[start of Material to process]

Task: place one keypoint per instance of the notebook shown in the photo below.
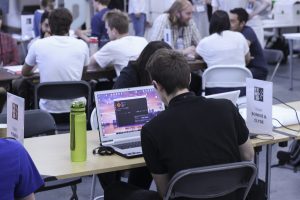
(232, 96)
(122, 113)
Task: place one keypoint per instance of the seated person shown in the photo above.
(9, 54)
(97, 24)
(186, 117)
(58, 58)
(135, 73)
(223, 47)
(257, 65)
(122, 47)
(44, 28)
(46, 6)
(19, 176)
(178, 20)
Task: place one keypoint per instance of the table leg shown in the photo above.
(268, 170)
(93, 187)
(256, 161)
(291, 63)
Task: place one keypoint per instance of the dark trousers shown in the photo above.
(125, 191)
(139, 177)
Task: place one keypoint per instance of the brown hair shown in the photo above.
(103, 2)
(176, 7)
(170, 69)
(118, 20)
(60, 20)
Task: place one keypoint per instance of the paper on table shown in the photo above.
(17, 69)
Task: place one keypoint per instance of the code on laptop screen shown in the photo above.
(131, 111)
(126, 110)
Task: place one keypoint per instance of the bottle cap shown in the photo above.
(78, 106)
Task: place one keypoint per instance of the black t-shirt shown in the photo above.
(193, 132)
(256, 50)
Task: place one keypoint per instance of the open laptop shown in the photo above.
(121, 115)
(232, 96)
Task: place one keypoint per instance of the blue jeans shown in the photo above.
(138, 24)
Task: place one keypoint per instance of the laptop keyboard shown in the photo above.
(128, 145)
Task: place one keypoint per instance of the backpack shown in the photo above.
(291, 157)
(280, 43)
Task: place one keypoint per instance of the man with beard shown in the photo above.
(177, 21)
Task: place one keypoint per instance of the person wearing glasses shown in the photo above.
(19, 178)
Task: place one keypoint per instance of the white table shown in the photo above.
(291, 37)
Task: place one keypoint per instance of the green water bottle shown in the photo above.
(78, 132)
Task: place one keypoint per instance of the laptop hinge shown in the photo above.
(120, 140)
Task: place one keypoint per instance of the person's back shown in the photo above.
(227, 48)
(223, 47)
(122, 47)
(19, 177)
(58, 58)
(192, 131)
(198, 131)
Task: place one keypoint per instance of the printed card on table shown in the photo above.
(15, 117)
(259, 106)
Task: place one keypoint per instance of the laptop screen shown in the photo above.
(123, 111)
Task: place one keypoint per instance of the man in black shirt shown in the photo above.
(193, 131)
(238, 20)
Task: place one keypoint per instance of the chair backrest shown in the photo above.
(94, 120)
(225, 76)
(273, 57)
(36, 122)
(63, 90)
(212, 181)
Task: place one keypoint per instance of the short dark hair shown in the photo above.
(242, 14)
(176, 7)
(45, 16)
(60, 20)
(170, 69)
(141, 62)
(45, 3)
(118, 20)
(103, 2)
(219, 22)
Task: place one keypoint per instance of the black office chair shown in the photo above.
(273, 57)
(63, 90)
(212, 181)
(37, 123)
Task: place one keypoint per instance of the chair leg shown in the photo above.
(274, 72)
(74, 192)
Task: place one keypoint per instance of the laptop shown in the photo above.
(121, 114)
(232, 96)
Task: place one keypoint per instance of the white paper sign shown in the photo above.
(15, 117)
(168, 36)
(259, 106)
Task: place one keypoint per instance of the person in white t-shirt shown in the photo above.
(223, 47)
(227, 5)
(137, 10)
(122, 47)
(58, 58)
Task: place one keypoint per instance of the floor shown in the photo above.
(285, 183)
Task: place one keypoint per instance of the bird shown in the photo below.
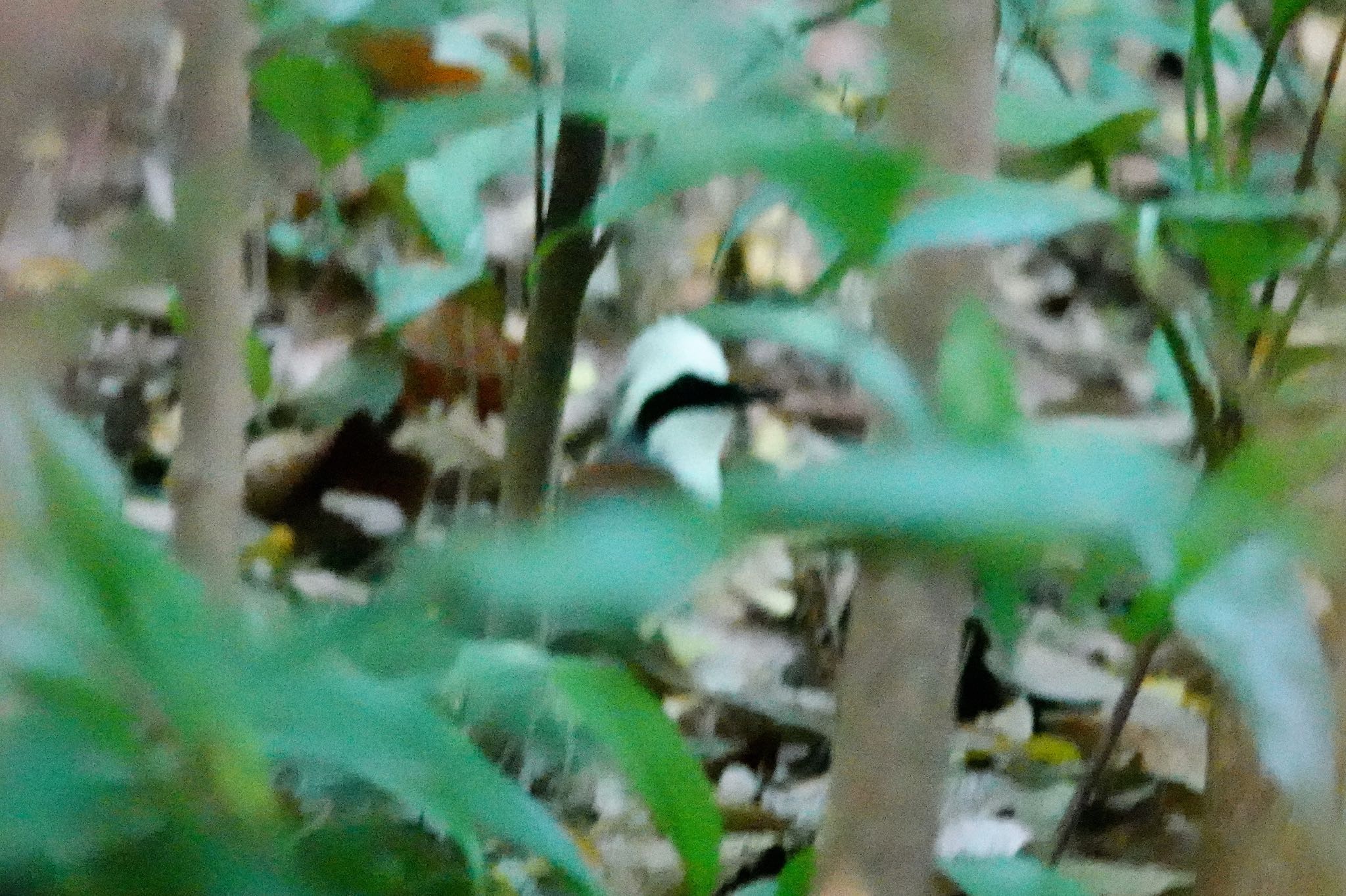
(674, 414)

[end of Material to process]

- Goal of the exercise
Starting at the line that contains "Task: place one keypoint per instance of the chair backrest", restate each line verbatim through the final line of the listing, skipping all pictures.

- Correct answer
Task: place one keypoint per instance of the chair backrest shown in the photo above.
(94, 120)
(225, 76)
(273, 57)
(36, 122)
(63, 90)
(212, 181)
Task: place one keypoint per instance of the short dark hair shown in the photo above.
(242, 14)
(176, 7)
(45, 16)
(60, 20)
(170, 69)
(141, 62)
(45, 3)
(118, 20)
(103, 2)
(219, 22)
Task: place one keypoint per instance of the black office chair shown in the photo above.
(273, 57)
(63, 90)
(212, 181)
(37, 123)
Task: place one keypoint per instance of the chair leg shown in the photo above.
(274, 72)
(74, 192)
Task: place one keypoint per instance of the laptop shown in the photo above.
(121, 114)
(232, 96)
Task: place one keypoint per instance of the white paper sign shown in the photo above.
(15, 117)
(168, 36)
(259, 106)
Task: place one keypoint per instance of the person in white t-shirt shown in the photo above.
(223, 47)
(227, 5)
(137, 10)
(122, 47)
(58, 58)
Task: place one keypoint per instance of the floor shown in the photo above.
(285, 183)
Task: place one keypoint per instance of the bird shown in the photo below.
(674, 414)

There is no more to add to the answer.